• **WRITTEN EXERCISE**
Write the next part of the passage on Qatar's Arab Spring policies, starting after its last sentence.

From Mediation to Interventionism
No. 3 2013 July/September
Kristian Coates Ulrichsen

Dr Kristian Coates Ulrichsen is a Research Fellow and Deputy Director of the Kuwait Programme on Development, Governance and Globalisation in the Gulf States, London School of Economics and Political Science.

Understanding Qatar’s Arab Spring Policies

During the first two years of the Arab Spring, Qatar’s regional posture went into “overdrive,” initially in Libya and subsequently in Syria. The country took advantage of the unique niche which it had spent years crafting in order to play an astoundingly high-profile and increasingly controversial role in the uprisings. Initially, it displayed unprecedented regional leadership bordering on outright activism in responding to crises across the Arab world. This greater self-confidence reflected multiple factors, including (relative) domestic stability and a progressive form of governance, as well as the ability to take and execute decisions quickly and the aforementioned experience in mediation. As a result, at the onset of the Arab Spring protests across the Middle East and North Africa, Qatar boasted a distinctive combination of characteristics rare in the Arab world, including regionally and internationally recognized legitimacy, a relatively progressive stance towards governance, an ability to make swift policy decisions, and extensive experience in mediation. All of these factors positioned Qatar to assume an extraordinarily visible and interventionist role during the Arab Spring upheaval.

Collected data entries
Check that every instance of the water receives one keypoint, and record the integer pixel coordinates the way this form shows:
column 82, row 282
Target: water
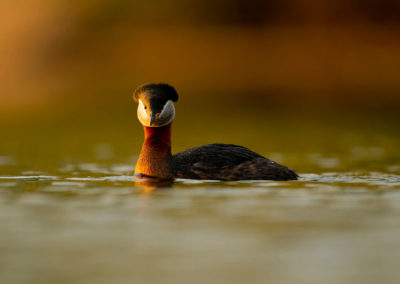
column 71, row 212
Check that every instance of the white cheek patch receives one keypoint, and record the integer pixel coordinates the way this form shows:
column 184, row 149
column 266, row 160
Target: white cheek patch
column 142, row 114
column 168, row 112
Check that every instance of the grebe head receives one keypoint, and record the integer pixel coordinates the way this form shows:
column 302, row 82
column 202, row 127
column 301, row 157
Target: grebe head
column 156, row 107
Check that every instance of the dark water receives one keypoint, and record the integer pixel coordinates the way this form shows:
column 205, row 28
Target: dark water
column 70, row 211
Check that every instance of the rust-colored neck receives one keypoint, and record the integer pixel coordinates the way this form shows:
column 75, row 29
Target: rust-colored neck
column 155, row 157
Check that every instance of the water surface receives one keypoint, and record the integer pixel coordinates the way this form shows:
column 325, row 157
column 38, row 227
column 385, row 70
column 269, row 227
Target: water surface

...

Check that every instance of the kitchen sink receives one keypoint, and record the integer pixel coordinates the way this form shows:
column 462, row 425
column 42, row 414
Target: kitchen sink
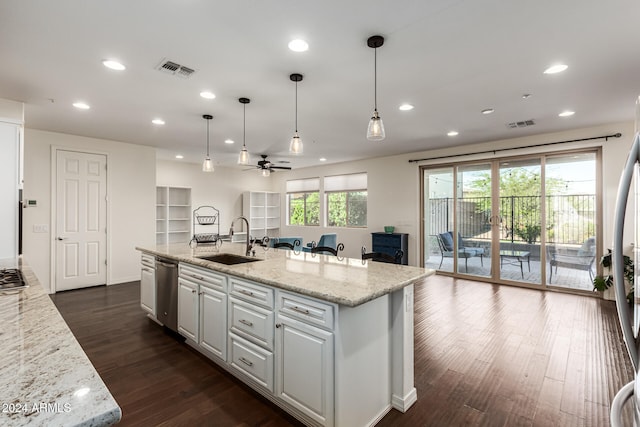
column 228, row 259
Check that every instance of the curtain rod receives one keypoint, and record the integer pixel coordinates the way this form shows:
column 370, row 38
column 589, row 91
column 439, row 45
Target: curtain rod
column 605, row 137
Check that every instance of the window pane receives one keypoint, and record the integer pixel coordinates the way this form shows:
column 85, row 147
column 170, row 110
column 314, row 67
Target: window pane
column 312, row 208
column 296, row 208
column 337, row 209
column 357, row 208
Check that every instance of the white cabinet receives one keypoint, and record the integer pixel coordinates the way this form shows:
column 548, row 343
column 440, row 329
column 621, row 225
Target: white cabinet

• **EXPECTED OUTPUT**
This article explains when and why this outwardly-radical shift in policy occurred. It argues that, after an initial period of caution in January 2011, unconstrained by an elderly or incapacitated leadership and possessed with abundant sources of ‘soft power’ leverage, the outbreak of mass protests in Tunisia, Egypt, and Libya in early-2011 provided an opportunity for Qatar’s leaders to reaffirm their distinctive model of political and economic development in a seemingly-altruistic, initially-benign, and highly-visible manner. Qatari officials quickly recognized the changing contours of the Arab Spring and pragmatically readjusted their policy-responses. The lack of domestic constraints on decision-making enabled officials, led by the then Emir, Sheikh Hamad bin Khalifa Al-Thani and then Prime Minister, Sheikh Hamad bin Jassim Al-Thani, to reposition Qatar (somewhat improbably) as a champion of the popular uprisings in North Africa and, later, as a key external player in the Syrian civil war. Yet, the article ends by noting that the rolling back of the Arab Spring in Egypt in July 2013 presents an immediate and deep challenge to the young new Emir of Qatar, Sheikh Tamim bin Hamad Al-Thani, who took office only a week before the stunning reversal of Egypt’s revolutionary gains.


Prior to 2011, Qatari regional and foreign policy had been characterized by an emphasis on diplomatic mediation. High-profile efforts to reach negotiated settlements in Lebanon, Yemen, Sudan, and elsewhere in the Arab and Islamic world earned Qatar the sobriquet “the non-stop mediator.” Qatar’s actions earned the country a growing reputation as a relatively impartial, honest broker that lacked the historical baggage of regional heavyweights Egypt and Saudi Arabia. The most convincing explanation of Qatari regional and peace-making efforts lay in a multifaceted strategy of political and economic liberalization, state-branding, and pursuit of an independent foreign policy. Such a strategy was an attempt to overcome Qatar’s small-state “security dilemma” through projecting itself as an impartial yet influential partner for contrasting regional and international partners, and offering the country more ‘space’ in the international arena that such a small state normally would have – attracting foreign investment, business, and tourism.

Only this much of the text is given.